[Stored data entries]
────────────────────

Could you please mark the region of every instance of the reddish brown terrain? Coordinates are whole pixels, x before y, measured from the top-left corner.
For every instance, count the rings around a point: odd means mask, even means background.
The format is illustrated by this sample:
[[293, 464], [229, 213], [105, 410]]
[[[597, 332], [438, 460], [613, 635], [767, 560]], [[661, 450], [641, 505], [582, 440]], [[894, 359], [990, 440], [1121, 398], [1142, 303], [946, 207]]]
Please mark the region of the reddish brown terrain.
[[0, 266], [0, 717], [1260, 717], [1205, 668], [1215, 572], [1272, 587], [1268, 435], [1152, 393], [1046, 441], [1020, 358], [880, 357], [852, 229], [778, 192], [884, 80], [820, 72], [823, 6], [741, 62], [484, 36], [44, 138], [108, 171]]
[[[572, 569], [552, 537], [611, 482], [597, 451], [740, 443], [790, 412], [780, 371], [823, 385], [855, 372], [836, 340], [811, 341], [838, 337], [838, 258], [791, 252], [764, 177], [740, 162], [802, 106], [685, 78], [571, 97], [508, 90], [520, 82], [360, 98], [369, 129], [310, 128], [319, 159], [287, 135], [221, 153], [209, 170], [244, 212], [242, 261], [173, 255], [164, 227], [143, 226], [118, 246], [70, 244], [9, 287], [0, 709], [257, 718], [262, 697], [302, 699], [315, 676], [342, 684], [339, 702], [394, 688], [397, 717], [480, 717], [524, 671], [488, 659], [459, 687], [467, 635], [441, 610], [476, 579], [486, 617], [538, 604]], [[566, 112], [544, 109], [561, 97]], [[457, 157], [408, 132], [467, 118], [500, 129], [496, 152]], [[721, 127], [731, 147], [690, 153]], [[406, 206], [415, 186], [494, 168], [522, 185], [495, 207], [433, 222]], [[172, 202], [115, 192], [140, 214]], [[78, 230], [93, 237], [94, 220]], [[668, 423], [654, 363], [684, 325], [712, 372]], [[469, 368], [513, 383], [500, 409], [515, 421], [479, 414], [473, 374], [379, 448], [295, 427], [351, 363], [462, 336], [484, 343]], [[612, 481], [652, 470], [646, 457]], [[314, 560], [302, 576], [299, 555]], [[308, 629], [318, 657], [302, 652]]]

────────────────────

Search the records line by line for the word "instance" and copy every line where it appears.

Could you please mark the region of every instance of the reddish brown terrain? Coordinates are whole pixels, x before y, measured from the top-left corner.
For every instance, count the rings around a point: odd means mask, even means background.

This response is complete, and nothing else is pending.